__What is needed__: Return every line of the records that includes the string "sunglasses".

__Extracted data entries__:
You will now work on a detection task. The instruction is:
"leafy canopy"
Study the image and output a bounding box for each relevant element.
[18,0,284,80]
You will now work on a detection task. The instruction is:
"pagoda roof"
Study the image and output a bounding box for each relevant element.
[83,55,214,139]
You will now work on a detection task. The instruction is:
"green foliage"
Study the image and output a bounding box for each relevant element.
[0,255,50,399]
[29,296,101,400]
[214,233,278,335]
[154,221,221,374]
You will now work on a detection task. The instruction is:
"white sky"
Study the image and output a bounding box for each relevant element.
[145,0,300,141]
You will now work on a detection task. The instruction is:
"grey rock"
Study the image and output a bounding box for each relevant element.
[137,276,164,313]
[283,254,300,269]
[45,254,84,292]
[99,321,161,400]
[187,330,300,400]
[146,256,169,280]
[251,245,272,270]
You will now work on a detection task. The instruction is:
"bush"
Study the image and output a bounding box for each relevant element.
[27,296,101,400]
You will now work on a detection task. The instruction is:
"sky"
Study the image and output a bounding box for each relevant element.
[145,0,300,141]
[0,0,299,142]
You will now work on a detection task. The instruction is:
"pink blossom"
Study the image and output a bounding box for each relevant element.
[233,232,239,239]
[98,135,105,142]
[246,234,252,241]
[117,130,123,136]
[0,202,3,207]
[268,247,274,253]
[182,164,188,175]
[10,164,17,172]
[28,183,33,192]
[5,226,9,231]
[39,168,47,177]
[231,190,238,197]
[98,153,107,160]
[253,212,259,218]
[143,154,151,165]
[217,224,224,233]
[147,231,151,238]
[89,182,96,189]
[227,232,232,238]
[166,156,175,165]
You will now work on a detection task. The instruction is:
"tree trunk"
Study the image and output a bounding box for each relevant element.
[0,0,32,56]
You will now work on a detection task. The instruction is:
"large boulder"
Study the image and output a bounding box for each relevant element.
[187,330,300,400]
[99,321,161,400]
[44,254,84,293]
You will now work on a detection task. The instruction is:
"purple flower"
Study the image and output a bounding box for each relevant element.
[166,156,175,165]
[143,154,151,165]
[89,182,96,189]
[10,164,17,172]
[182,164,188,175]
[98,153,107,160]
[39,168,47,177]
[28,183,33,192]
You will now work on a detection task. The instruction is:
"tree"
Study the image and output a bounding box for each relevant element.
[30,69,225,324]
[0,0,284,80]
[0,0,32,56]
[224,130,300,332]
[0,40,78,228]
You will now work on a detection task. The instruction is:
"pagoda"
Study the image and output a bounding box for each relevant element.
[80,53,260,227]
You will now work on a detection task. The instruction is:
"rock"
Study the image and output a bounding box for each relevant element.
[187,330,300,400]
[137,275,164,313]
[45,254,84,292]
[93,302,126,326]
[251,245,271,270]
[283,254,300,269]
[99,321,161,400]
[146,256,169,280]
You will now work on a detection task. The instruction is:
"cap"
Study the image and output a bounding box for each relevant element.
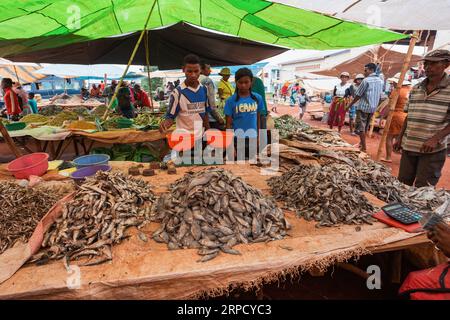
[355,73,365,80]
[421,49,450,62]
[387,73,411,85]
[219,67,231,76]
[340,71,350,78]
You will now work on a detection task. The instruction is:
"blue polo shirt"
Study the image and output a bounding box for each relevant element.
[224,92,264,138]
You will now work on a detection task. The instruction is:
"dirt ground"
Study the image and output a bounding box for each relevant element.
[269,102,450,190]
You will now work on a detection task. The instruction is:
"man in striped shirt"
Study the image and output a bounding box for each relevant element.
[347,63,384,151]
[394,50,450,187]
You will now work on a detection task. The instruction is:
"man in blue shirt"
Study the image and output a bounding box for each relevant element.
[347,63,383,151]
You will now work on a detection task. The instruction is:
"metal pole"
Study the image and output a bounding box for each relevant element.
[376,31,420,161]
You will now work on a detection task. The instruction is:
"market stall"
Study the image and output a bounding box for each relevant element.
[0,161,434,300]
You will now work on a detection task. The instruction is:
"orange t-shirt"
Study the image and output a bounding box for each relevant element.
[393,86,411,112]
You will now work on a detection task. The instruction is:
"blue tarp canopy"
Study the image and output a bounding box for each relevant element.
[36,64,143,80]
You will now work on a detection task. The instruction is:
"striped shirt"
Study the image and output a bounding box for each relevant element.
[402,74,450,153]
[355,73,383,113]
[165,82,211,137]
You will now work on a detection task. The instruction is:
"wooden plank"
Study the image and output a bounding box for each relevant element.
[369,234,429,253]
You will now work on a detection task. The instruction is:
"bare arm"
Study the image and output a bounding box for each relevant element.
[393,117,408,151]
[347,95,361,108]
[209,107,224,124]
[421,122,450,153]
[226,115,233,130]
[203,113,210,130]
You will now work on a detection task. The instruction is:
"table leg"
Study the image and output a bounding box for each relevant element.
[49,141,56,160]
[35,139,42,152]
[43,141,49,153]
[73,138,80,156]
[56,138,73,159]
[54,140,65,160]
[86,139,95,154]
[80,138,88,154]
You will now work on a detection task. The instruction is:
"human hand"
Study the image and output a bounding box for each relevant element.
[393,138,403,152]
[159,119,173,133]
[427,222,450,258]
[420,136,439,153]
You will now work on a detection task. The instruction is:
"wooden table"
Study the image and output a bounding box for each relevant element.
[0,162,433,300]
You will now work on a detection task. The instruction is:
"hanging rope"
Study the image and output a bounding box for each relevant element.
[102,0,157,120]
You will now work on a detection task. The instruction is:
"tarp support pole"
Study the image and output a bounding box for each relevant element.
[376,31,420,161]
[144,29,154,110]
[102,0,157,120]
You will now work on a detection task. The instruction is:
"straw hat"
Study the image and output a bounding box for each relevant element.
[340,71,350,78]
[219,67,231,76]
[388,73,411,85]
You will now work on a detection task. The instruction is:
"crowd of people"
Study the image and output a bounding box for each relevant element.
[0,76,154,121]
[1,78,38,121]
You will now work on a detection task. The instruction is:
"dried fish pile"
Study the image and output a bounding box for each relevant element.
[268,165,376,227]
[151,168,290,262]
[288,130,351,147]
[0,182,61,254]
[33,171,156,266]
[274,114,311,138]
[317,151,450,212]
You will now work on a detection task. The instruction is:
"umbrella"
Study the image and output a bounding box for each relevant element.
[0,0,406,65]
[0,58,46,83]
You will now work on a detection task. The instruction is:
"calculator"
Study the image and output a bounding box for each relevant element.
[381,203,423,225]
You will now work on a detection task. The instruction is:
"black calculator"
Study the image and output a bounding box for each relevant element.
[381,202,423,225]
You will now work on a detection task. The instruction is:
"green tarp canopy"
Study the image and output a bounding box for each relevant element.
[0,0,407,65]
[2,23,288,68]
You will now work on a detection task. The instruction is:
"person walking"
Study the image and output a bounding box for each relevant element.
[328,72,351,132]
[347,64,384,152]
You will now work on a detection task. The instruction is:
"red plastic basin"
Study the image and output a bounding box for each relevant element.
[204,129,234,149]
[7,153,49,179]
[166,131,195,152]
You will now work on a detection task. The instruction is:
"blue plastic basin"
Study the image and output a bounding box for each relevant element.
[73,154,110,169]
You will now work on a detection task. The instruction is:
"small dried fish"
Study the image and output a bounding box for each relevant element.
[151,168,289,262]
[268,164,376,227]
[0,182,67,254]
[33,171,156,265]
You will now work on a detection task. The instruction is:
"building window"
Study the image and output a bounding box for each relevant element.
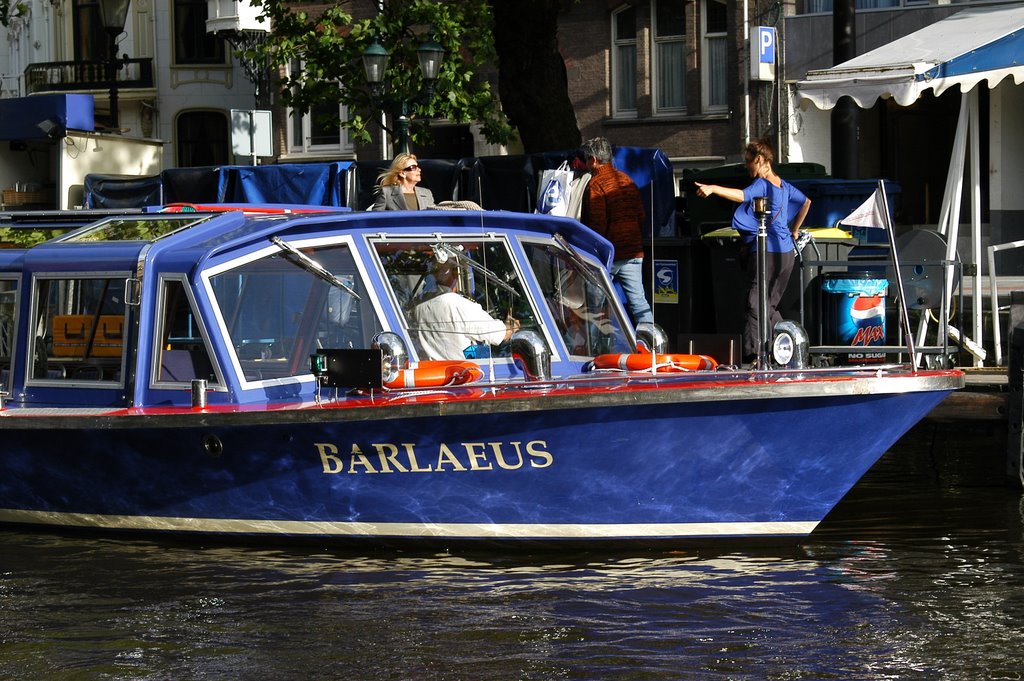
[177,111,230,167]
[701,0,728,112]
[72,0,110,62]
[286,61,353,156]
[653,0,686,114]
[799,0,901,12]
[173,0,225,65]
[611,5,638,118]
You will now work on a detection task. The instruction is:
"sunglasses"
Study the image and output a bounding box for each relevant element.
[403,164,420,171]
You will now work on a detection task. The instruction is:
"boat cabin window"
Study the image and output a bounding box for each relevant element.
[0,279,18,389]
[31,277,127,383]
[522,241,632,358]
[209,242,381,382]
[373,238,537,361]
[155,279,218,386]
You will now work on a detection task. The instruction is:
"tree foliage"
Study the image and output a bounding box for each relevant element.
[0,2,27,28]
[256,0,515,148]
[492,0,580,152]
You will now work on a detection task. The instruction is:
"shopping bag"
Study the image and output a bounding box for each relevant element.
[535,162,573,217]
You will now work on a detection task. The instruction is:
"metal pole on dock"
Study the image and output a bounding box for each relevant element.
[1006,323,1024,489]
[754,196,770,368]
[879,181,917,370]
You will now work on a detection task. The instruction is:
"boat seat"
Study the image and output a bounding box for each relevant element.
[52,314,124,358]
[159,349,196,382]
[73,365,104,381]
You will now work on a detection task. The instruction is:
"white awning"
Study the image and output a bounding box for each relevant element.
[796,5,1024,110]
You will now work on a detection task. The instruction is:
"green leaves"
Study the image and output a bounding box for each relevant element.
[255,0,514,147]
[0,2,27,27]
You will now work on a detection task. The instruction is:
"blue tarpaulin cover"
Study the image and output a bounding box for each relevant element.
[222,162,352,205]
[83,174,162,209]
[83,152,676,234]
[461,147,677,236]
[160,167,227,204]
[86,162,353,209]
[612,146,677,238]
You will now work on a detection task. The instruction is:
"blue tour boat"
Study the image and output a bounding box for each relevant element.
[0,205,961,544]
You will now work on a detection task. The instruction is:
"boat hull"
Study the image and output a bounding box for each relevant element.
[0,370,959,543]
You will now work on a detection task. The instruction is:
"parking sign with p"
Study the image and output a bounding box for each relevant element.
[750,26,776,81]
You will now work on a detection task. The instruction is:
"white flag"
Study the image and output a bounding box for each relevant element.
[840,188,888,229]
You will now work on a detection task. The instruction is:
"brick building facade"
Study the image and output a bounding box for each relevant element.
[275,1,788,176]
[556,1,776,169]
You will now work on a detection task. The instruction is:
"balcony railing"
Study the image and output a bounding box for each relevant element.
[24,58,154,96]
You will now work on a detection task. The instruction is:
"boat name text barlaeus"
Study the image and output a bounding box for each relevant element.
[315,441,553,474]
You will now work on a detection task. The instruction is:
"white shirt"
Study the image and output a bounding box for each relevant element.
[412,291,507,360]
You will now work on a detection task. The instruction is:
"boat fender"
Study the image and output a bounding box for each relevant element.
[384,360,484,389]
[589,353,718,372]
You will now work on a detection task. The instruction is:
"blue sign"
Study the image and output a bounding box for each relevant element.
[758,26,776,64]
[653,259,678,304]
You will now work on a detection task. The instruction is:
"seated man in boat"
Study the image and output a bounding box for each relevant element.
[412,260,520,360]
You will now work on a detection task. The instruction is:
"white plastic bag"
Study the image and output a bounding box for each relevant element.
[535,162,573,217]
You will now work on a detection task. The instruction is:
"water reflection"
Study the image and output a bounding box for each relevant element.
[1,422,1023,679]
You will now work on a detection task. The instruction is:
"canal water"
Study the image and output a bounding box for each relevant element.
[1,421,1021,680]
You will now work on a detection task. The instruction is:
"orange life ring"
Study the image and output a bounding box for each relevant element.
[385,360,484,389]
[591,353,718,372]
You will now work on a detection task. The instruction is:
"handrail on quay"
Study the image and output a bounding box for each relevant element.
[987,239,1024,366]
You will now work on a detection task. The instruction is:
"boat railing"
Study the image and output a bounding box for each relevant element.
[312,362,944,404]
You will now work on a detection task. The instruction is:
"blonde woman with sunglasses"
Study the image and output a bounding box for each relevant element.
[370,153,436,211]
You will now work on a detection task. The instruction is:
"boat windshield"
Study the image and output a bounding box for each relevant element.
[522,241,632,358]
[57,215,212,243]
[373,237,535,362]
[208,242,382,383]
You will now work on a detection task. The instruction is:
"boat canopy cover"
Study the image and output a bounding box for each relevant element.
[796,5,1024,110]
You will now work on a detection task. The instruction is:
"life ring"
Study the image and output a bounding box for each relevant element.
[385,360,484,389]
[590,353,718,372]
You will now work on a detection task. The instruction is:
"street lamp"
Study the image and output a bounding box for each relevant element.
[218,30,270,112]
[96,0,131,130]
[205,1,271,165]
[361,37,444,155]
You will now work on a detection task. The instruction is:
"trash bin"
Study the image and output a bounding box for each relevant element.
[682,162,827,236]
[791,179,900,244]
[821,271,888,364]
[702,229,748,336]
[647,237,705,340]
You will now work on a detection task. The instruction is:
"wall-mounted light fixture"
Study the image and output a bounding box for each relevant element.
[36,118,64,140]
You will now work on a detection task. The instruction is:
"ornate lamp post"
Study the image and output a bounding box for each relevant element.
[206,0,271,164]
[361,38,444,155]
[96,0,131,130]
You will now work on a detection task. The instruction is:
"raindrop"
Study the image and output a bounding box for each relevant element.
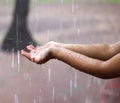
[97,79,102,85]
[74,70,77,88]
[52,86,55,103]
[16,15,19,51]
[17,50,20,72]
[71,0,75,13]
[73,17,77,29]
[14,94,19,103]
[39,97,42,103]
[77,28,80,36]
[70,79,73,97]
[47,30,50,41]
[6,0,9,5]
[48,67,51,83]
[28,76,32,87]
[60,0,64,5]
[60,19,63,32]
[33,99,36,103]
[48,61,52,83]
[11,48,15,69]
[64,94,67,102]
[86,78,91,89]
[85,97,91,103]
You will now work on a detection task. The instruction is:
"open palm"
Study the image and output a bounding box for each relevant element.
[21,44,53,64]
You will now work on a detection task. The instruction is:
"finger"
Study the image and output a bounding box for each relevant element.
[21,50,31,60]
[31,57,36,63]
[26,45,35,51]
[28,45,35,49]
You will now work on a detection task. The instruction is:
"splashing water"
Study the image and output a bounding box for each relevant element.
[14,94,19,103]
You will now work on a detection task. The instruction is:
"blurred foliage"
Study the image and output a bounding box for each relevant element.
[0,0,120,4]
[111,0,120,3]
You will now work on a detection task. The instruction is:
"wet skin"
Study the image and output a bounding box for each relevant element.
[21,41,120,79]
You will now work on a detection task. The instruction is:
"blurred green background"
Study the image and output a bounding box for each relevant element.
[0,0,120,4]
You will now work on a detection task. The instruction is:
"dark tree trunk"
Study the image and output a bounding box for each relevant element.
[1,0,37,52]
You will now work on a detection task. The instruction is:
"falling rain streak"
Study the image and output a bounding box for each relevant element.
[60,18,63,32]
[14,94,19,103]
[39,97,42,103]
[71,0,75,13]
[52,86,55,103]
[17,50,20,72]
[33,99,36,103]
[74,70,77,88]
[77,28,80,36]
[60,0,64,5]
[70,79,73,97]
[47,30,50,41]
[11,48,15,69]
[39,89,42,103]
[64,95,67,102]
[48,67,51,83]
[48,61,52,83]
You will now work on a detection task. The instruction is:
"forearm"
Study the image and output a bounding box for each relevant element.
[51,46,106,78]
[21,42,120,79]
[61,42,120,61]
[61,43,110,60]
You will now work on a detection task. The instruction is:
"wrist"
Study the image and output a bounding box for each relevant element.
[49,45,58,59]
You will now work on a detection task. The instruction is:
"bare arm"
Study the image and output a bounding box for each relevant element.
[60,41,120,61]
[21,43,120,79]
[51,46,120,79]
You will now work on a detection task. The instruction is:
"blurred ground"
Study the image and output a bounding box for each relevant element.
[0,2,120,103]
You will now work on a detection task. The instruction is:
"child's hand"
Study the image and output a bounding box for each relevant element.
[21,42,56,64]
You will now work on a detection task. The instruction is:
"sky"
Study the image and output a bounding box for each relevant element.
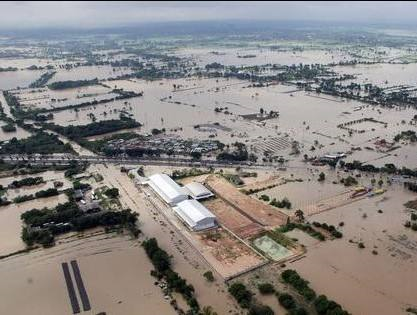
[1,1,417,30]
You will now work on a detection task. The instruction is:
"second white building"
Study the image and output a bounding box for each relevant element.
[173,199,217,231]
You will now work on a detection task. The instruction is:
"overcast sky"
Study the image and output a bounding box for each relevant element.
[1,1,417,29]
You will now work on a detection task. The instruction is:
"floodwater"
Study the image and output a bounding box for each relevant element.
[48,65,133,83]
[44,76,417,168]
[0,193,68,256]
[0,69,44,90]
[174,47,352,66]
[334,63,417,86]
[0,170,73,199]
[0,170,71,256]
[16,84,115,111]
[0,233,178,315]
[0,120,31,141]
[289,185,417,315]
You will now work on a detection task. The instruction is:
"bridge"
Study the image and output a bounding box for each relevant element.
[0,154,284,170]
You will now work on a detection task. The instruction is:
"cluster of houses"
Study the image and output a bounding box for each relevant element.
[107,135,220,156]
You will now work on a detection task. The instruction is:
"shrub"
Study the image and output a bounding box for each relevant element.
[248,304,274,315]
[281,269,316,301]
[259,195,270,202]
[278,293,296,310]
[289,308,308,315]
[314,295,349,315]
[104,187,119,198]
[228,282,252,308]
[203,271,214,282]
[257,283,275,294]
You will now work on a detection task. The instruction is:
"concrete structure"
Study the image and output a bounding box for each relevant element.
[74,189,84,201]
[128,168,148,184]
[173,199,217,231]
[79,200,101,213]
[148,173,188,205]
[184,182,214,200]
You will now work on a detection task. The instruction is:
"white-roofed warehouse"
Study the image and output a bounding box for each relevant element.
[174,199,217,231]
[148,173,188,205]
[184,182,214,200]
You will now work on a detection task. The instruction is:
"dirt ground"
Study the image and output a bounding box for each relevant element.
[203,198,264,239]
[196,228,267,280]
[205,175,289,227]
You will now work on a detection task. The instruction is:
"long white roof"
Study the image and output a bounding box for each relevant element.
[184,182,214,199]
[148,173,187,202]
[175,199,216,226]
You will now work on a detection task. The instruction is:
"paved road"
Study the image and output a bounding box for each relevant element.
[0,154,284,170]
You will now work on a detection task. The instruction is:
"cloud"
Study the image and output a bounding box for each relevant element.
[0,1,416,29]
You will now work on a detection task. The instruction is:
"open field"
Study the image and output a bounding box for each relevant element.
[203,198,264,239]
[205,175,289,227]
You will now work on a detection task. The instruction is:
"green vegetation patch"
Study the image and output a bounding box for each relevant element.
[277,222,326,241]
[0,132,74,155]
[8,176,44,188]
[48,78,99,90]
[43,117,141,140]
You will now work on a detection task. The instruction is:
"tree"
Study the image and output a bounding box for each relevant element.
[318,172,325,182]
[278,293,296,310]
[257,283,275,294]
[203,271,214,282]
[228,282,252,308]
[104,187,119,198]
[291,308,308,315]
[191,151,202,160]
[249,304,274,315]
[201,306,218,315]
[295,209,305,222]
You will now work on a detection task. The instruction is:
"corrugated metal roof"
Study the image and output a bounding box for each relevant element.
[184,182,214,199]
[148,173,187,203]
[175,199,216,226]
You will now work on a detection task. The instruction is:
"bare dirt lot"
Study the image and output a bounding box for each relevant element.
[196,228,267,280]
[203,198,264,239]
[205,175,288,227]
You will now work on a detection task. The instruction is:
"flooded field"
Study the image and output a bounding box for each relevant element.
[34,75,417,168]
[48,65,133,83]
[0,69,44,90]
[15,84,115,111]
[290,186,417,315]
[0,233,177,315]
[174,46,353,66]
[0,194,68,256]
[334,63,417,86]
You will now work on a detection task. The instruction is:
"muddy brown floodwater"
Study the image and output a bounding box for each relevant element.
[289,185,417,315]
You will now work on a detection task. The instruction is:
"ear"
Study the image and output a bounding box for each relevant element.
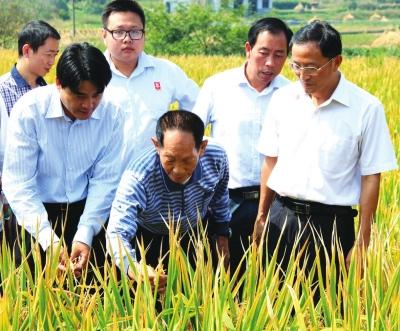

__Your solution__:
"sunglasses"
"blonde woman with sunglasses"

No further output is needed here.